- **REQUIRED TASK**
Arrange the listing below, from the line containing "Please locate the dry" through the end, as a two-column CSV with the header text,answer. Each row holds one item's wording and its answer, and each value sits in a single quoted field with its line breaks replaced by spaces.

[start of DATA]

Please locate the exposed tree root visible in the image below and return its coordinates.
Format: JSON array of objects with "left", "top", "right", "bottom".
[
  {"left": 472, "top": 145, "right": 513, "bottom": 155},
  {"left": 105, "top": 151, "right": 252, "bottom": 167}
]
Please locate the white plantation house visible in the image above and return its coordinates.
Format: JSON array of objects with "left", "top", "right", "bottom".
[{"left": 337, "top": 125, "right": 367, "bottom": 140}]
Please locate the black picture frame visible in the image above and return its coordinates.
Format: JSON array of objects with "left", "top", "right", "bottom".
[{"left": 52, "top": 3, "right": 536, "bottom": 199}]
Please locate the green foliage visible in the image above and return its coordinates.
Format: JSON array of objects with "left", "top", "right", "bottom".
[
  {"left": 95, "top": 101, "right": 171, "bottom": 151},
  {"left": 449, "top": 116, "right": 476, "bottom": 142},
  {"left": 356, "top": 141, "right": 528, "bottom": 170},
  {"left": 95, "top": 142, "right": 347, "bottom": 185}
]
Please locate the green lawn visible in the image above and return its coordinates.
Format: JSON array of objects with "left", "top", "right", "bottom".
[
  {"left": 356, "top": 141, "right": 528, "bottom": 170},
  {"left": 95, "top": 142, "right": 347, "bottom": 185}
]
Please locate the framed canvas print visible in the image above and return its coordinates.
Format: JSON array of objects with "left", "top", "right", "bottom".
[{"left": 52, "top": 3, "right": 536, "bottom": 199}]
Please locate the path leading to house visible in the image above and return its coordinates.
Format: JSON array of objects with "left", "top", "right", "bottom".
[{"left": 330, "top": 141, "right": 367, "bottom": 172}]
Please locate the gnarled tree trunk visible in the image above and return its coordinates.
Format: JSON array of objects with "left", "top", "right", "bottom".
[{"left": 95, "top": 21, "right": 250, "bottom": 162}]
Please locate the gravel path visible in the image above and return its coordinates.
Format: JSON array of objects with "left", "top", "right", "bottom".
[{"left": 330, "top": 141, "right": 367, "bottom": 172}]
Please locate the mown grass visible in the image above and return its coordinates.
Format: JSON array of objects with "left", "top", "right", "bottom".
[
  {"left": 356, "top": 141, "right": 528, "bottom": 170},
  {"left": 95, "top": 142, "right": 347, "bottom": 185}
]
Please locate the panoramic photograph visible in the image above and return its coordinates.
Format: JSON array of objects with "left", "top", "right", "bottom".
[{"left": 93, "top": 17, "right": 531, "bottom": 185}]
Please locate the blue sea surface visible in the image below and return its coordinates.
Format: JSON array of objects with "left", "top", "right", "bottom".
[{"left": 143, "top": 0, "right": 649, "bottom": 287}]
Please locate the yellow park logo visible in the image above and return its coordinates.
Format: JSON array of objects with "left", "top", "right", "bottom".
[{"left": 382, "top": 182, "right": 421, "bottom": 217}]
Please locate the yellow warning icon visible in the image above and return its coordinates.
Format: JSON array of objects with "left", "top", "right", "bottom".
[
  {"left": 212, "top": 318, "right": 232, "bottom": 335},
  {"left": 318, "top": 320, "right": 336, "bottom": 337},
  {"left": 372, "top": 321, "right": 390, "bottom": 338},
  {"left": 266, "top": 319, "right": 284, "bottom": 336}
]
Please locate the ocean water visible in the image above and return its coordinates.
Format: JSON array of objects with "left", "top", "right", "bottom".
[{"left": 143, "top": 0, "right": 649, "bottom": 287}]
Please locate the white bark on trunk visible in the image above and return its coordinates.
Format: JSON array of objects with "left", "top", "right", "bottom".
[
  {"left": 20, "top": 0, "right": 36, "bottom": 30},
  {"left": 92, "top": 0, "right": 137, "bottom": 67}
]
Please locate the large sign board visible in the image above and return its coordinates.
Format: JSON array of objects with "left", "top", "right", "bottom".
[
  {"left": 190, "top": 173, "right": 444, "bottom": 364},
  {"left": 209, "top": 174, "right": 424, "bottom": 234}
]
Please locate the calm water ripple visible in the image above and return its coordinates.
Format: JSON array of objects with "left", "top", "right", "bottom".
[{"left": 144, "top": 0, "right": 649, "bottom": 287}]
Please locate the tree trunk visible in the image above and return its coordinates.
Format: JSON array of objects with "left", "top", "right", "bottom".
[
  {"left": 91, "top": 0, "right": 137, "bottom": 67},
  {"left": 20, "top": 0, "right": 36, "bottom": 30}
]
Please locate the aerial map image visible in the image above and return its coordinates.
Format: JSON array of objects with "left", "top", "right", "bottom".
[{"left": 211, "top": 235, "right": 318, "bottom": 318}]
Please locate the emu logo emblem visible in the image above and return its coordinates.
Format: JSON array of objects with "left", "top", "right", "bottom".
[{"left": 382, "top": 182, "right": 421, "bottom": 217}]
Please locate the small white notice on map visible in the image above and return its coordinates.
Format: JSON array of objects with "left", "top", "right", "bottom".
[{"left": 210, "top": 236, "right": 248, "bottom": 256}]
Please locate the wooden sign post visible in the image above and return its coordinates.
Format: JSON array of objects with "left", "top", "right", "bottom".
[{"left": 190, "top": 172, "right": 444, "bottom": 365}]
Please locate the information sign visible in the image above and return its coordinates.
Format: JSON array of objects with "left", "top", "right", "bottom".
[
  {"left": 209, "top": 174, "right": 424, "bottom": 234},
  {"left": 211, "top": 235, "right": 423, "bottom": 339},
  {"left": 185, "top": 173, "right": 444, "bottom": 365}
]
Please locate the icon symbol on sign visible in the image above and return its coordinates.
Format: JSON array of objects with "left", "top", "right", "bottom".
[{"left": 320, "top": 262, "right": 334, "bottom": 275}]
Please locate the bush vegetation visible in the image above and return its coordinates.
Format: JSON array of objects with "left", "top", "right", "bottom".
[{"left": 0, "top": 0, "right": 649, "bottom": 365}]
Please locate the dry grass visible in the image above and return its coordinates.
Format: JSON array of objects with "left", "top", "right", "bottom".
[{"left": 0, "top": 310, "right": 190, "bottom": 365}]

[end of DATA]

- **TASK SOLUTION**
text,answer
"Please locate the dry grass visible in the image above and return its coordinates. Format: JSON array of objects with ""left"", ""top"", ""right"", ""bottom"".","[{""left"": 0, ""top"": 310, ""right"": 190, ""bottom"": 365}]"